Annotated coordinate records
>> Start

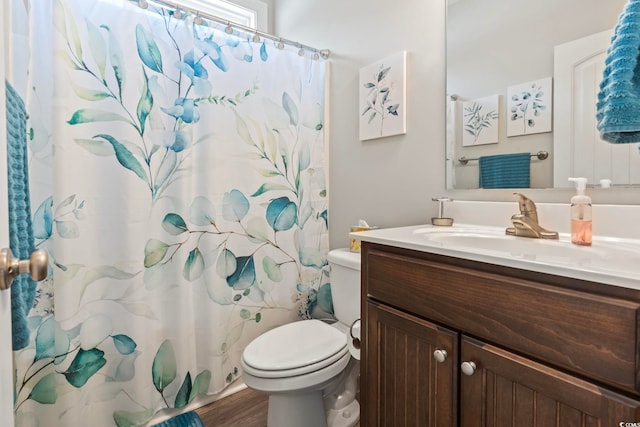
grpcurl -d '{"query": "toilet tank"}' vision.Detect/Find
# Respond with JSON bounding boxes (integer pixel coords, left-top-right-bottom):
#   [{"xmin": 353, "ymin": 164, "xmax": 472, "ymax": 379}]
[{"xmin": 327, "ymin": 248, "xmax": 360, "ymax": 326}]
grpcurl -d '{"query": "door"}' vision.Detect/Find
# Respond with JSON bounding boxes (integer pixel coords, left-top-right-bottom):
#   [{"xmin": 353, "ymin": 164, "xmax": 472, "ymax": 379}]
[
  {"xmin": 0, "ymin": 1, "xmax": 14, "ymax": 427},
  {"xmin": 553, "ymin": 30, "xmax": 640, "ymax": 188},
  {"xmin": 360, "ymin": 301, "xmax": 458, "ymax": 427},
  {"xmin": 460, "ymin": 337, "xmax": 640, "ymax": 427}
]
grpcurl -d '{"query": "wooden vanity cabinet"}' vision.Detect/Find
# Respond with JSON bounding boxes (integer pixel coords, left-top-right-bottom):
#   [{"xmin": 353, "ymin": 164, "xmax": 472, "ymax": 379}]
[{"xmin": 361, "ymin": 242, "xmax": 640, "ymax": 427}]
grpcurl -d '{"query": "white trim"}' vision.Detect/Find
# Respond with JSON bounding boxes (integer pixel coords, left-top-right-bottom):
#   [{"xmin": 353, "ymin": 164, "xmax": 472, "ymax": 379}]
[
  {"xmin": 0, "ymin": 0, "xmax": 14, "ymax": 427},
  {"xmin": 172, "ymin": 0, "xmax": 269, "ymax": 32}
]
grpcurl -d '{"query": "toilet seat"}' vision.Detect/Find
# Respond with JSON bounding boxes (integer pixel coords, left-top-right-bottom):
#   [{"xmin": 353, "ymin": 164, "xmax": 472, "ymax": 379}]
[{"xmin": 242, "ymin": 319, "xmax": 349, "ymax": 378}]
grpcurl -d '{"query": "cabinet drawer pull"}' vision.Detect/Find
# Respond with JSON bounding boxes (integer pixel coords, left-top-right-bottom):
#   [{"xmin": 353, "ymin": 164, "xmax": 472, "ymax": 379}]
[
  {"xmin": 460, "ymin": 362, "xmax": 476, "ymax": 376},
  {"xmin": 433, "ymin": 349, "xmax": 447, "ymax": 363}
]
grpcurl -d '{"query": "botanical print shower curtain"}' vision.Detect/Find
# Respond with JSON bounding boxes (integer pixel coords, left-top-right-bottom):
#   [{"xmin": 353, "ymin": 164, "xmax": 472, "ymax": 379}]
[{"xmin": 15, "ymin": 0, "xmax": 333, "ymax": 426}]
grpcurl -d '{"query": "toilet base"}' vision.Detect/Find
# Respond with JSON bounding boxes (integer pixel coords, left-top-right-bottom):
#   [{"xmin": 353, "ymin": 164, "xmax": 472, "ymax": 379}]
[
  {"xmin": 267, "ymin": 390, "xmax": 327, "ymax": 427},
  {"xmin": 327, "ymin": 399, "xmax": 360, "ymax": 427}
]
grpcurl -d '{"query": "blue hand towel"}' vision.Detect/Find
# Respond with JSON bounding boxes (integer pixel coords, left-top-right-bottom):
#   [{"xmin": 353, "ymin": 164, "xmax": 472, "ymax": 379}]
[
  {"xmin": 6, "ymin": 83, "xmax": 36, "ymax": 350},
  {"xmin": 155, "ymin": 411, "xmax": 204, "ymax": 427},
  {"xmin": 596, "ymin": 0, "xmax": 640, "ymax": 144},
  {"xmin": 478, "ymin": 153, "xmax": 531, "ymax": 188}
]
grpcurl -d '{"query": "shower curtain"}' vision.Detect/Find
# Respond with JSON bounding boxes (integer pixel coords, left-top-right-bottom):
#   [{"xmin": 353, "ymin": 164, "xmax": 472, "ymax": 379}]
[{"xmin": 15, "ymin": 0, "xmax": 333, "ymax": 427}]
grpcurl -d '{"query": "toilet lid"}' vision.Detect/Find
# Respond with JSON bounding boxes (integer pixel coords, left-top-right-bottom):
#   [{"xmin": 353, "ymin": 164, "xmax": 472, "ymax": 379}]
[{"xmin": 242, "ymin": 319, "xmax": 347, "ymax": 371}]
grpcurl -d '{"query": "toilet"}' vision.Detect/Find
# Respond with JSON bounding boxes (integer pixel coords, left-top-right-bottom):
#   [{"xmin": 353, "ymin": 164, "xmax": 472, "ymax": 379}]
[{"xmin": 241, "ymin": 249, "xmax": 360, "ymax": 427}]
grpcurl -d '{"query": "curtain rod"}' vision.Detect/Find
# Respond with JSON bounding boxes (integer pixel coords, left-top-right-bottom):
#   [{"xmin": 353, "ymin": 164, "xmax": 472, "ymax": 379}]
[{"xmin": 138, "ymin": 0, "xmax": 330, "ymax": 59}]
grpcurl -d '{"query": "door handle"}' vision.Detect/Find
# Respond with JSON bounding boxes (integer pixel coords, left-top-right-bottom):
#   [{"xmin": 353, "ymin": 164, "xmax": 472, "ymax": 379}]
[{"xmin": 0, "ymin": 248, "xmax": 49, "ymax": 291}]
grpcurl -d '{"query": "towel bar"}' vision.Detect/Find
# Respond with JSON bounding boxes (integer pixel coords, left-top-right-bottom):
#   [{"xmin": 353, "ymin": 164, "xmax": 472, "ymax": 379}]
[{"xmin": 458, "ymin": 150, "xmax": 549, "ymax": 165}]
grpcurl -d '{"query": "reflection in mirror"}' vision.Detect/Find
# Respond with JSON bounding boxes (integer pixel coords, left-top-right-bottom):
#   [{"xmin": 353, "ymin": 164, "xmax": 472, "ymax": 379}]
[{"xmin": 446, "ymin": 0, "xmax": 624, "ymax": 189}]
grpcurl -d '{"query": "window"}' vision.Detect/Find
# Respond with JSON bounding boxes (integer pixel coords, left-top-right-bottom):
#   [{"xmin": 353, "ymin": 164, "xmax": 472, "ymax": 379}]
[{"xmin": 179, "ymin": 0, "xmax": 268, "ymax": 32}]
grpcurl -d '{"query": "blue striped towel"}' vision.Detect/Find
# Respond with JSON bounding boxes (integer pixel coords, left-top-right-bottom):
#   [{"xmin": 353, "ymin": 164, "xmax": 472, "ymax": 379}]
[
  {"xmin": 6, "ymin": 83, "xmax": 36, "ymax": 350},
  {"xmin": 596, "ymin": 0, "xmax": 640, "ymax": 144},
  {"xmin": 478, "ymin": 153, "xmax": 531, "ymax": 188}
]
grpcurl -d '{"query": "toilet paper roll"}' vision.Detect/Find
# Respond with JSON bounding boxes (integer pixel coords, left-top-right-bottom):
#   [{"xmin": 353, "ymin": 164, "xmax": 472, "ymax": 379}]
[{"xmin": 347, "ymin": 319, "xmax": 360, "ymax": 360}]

>> End

**Problem description:**
How many lines in the data above contain the string "cabinet"? Reply with the number only.

**The response:**
2